■ DIRECTIONS FOR THIS TASK
Pull out each line of the records that contains the string "crest". Treat uppercase and lowercase letters as different.

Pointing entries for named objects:

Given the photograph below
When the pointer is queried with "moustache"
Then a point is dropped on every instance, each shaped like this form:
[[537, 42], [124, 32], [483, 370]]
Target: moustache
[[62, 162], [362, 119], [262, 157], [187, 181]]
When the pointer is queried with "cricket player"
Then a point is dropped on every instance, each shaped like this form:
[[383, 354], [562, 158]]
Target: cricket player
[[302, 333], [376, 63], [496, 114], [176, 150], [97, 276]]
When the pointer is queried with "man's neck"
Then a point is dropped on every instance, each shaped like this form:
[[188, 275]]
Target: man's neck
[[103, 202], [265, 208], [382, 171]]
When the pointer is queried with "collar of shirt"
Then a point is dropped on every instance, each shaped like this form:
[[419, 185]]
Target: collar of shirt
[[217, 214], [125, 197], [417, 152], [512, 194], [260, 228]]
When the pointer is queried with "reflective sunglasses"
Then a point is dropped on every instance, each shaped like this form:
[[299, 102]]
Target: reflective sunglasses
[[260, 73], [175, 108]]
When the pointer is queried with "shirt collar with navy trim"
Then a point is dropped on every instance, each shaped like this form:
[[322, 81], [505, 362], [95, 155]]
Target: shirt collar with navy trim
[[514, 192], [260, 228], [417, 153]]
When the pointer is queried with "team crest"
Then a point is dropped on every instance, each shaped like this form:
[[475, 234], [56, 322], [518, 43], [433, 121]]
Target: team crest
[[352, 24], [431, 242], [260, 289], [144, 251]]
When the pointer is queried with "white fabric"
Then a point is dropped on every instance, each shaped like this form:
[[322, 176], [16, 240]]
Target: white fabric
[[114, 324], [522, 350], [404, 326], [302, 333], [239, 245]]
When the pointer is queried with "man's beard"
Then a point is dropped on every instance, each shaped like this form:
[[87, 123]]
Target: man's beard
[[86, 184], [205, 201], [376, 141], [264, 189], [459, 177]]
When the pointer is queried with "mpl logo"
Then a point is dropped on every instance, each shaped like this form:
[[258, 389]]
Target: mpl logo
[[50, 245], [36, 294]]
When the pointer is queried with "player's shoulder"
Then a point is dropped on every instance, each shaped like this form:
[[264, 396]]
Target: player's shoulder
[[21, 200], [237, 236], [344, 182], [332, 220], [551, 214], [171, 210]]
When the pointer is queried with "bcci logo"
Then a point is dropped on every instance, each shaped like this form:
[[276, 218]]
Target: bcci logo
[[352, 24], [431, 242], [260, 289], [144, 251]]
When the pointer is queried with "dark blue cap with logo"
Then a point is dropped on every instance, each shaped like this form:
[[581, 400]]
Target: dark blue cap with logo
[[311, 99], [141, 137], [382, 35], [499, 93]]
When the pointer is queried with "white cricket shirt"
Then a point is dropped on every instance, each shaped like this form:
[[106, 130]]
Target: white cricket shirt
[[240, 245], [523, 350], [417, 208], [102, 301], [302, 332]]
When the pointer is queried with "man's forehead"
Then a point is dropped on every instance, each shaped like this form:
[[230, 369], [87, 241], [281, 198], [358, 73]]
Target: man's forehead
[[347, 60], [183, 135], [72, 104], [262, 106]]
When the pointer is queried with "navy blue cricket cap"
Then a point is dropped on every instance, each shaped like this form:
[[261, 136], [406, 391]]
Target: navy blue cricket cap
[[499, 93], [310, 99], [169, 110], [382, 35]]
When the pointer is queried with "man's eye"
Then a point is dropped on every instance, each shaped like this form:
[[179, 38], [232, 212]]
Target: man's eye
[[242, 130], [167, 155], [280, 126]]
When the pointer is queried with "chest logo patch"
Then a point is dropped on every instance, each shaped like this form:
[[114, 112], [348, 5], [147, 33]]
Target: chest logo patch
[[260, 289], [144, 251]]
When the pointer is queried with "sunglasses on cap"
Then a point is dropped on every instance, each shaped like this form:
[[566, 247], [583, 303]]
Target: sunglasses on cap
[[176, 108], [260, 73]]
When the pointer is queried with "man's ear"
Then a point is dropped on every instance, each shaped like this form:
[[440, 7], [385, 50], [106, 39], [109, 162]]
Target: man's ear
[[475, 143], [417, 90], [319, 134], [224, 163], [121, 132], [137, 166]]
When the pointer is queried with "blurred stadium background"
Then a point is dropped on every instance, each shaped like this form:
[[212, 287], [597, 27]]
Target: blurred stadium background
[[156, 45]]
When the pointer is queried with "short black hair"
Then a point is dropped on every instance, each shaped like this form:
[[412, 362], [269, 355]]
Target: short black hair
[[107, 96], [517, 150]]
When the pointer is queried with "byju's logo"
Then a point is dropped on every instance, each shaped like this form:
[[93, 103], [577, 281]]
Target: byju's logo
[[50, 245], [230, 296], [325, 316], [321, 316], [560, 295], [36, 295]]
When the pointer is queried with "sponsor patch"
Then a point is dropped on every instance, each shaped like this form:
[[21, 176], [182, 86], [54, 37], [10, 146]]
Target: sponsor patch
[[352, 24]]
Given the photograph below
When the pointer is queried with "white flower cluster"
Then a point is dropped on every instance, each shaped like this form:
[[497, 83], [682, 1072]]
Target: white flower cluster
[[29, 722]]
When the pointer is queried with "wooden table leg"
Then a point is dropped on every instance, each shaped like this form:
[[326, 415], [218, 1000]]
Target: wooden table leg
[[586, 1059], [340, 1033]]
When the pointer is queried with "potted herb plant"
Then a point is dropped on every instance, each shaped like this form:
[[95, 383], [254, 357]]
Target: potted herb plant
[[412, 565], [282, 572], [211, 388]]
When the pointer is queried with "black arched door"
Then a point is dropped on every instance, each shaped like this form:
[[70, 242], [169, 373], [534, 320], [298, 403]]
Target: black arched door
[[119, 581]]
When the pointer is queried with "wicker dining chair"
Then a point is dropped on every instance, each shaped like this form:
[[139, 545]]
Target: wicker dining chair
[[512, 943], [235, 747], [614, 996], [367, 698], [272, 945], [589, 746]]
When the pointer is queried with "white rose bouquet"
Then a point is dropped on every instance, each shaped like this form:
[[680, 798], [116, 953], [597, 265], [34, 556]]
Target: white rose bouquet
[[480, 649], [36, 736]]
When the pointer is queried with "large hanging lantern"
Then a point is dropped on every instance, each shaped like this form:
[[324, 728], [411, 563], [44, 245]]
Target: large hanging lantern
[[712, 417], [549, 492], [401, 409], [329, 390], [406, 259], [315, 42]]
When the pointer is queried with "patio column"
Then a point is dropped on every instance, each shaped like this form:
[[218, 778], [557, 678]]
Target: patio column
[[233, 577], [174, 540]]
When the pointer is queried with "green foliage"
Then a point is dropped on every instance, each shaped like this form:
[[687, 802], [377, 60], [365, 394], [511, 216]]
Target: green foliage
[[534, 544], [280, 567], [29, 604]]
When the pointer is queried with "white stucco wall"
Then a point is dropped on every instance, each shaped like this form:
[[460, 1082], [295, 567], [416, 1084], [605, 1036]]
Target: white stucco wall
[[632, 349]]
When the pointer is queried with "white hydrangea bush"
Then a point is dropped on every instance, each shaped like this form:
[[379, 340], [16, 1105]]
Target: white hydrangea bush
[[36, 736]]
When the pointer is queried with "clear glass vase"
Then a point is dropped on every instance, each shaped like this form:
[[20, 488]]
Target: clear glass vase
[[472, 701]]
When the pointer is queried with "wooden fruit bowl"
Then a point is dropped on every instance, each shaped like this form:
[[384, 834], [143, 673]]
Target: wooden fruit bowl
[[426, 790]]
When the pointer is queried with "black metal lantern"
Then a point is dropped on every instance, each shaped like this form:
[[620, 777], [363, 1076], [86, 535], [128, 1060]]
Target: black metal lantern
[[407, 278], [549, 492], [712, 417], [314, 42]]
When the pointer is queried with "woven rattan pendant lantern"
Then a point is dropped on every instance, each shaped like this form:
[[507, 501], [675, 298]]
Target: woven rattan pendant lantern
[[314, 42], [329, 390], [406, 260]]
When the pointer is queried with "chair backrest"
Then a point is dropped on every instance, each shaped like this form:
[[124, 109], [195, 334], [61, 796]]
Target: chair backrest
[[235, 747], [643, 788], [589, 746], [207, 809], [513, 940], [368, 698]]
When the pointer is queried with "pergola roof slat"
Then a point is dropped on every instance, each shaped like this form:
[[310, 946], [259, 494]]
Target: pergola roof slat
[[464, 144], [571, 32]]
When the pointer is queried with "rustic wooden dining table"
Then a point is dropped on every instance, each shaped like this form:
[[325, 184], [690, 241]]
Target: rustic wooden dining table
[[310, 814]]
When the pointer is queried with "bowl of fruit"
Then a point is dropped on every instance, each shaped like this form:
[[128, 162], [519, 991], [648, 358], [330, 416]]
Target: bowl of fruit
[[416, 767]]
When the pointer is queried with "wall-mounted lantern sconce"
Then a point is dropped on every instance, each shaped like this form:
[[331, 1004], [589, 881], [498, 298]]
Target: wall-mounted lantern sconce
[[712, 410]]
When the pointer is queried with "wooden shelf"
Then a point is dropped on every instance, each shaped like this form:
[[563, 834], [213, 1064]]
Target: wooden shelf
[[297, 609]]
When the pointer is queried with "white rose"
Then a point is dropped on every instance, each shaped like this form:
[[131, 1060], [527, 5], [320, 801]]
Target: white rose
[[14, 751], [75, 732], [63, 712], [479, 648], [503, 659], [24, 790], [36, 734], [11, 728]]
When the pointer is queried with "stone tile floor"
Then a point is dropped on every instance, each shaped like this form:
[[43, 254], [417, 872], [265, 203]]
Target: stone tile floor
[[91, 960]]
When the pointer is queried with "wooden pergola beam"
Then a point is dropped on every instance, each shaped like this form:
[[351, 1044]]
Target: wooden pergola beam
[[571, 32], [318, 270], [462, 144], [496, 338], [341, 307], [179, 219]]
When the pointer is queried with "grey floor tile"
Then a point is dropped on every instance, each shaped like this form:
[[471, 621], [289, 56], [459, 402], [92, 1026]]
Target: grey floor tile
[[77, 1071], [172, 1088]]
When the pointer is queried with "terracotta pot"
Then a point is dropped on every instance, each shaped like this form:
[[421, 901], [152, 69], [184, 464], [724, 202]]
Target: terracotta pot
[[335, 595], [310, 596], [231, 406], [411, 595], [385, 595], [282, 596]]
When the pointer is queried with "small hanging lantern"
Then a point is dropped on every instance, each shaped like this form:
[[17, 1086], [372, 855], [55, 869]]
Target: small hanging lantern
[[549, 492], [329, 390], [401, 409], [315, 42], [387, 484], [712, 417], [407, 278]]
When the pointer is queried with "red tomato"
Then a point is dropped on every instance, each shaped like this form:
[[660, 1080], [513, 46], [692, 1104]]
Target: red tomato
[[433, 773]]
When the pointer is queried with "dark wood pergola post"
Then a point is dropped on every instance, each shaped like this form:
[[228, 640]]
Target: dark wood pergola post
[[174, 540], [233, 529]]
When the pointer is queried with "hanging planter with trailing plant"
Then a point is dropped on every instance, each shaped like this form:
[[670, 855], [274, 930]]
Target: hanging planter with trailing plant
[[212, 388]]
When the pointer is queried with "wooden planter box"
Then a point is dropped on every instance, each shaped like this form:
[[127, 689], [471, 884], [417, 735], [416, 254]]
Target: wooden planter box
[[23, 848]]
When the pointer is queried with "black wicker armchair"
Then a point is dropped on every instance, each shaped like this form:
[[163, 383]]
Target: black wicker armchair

■ EXPECTED ANSWER
When the pointer is queried with "team crest"
Target: team crest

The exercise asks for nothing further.